Weather rant, the second.

This is a loaded screencap right here.

This wetter-than-normal weather is going to “stay wet.”

Not only is it going to stay wet, it is going to “get worse.”

It has been raining since February, so I assume “get worse” means I should start writing some awesome ark jokes like “OMG, I LOST ONE OF THE DINGOES!”, but I’m not clicking on the link because what if I do and “get worse” means “summer is hereby canceled?”

And why do they have the May precipitation chart going all the way back to 18freaking37. Is this “get worse” weather going to be so historically bad that they need to go that far back to find the last time that much rain fell in May in Pittsburgh?

Yeah, I’m whining. But I can’t help it. One sunny day out of the week is three sunny days too few for May.

◆ Tasks
**a.** Translate this sentence from the weather rant into French: "One sunny day out of the week is three sunny days too few for May."
**b.** Retype the stretch of the weather rant from "Not only is" through "May in Pittsburgh?".
**c.** Answer these questions about the weather rant:
(i) Since which month has it been raining?
(ii) Which city's May rainfall does the writer ask about?
(iii) How many sunny days out of the week does the writer mention?
Rely only on the weather rant above.

◆ Source data
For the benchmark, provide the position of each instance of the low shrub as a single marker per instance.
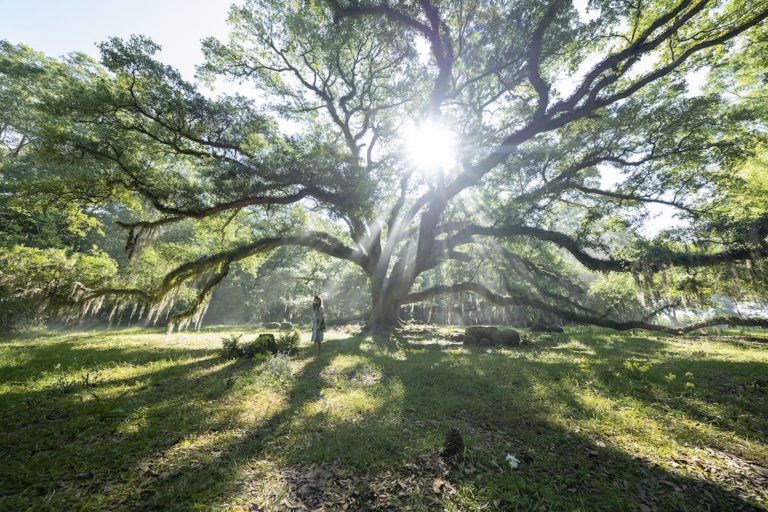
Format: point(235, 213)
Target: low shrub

◆ Answers to the tasks
**a.** Un jour de soleil par semaine, c'est trois jours de soleil de moins qu'il n'en faut pour le mois de mai.

**b.**
Not only is it going to stay wet, it is going to “get worse.”

It has been raining since February, so I assume “get worse” means I should start writing some awesome ark jokes like “OMG, I LOST ONE OF THE DINGOES!”, but I’m not clicking on the link because what if I do and “get worse” means “summer is hereby canceled?”

And why do they have the May precipitation chart going all the way back to 18freaking37. Is this “get worse” weather going to be so historically bad that they need to go that far back to find the last time that much rain fell in May in Pittsburgh?

**c.**
(i) February
(ii) Pittsburgh
(iii) One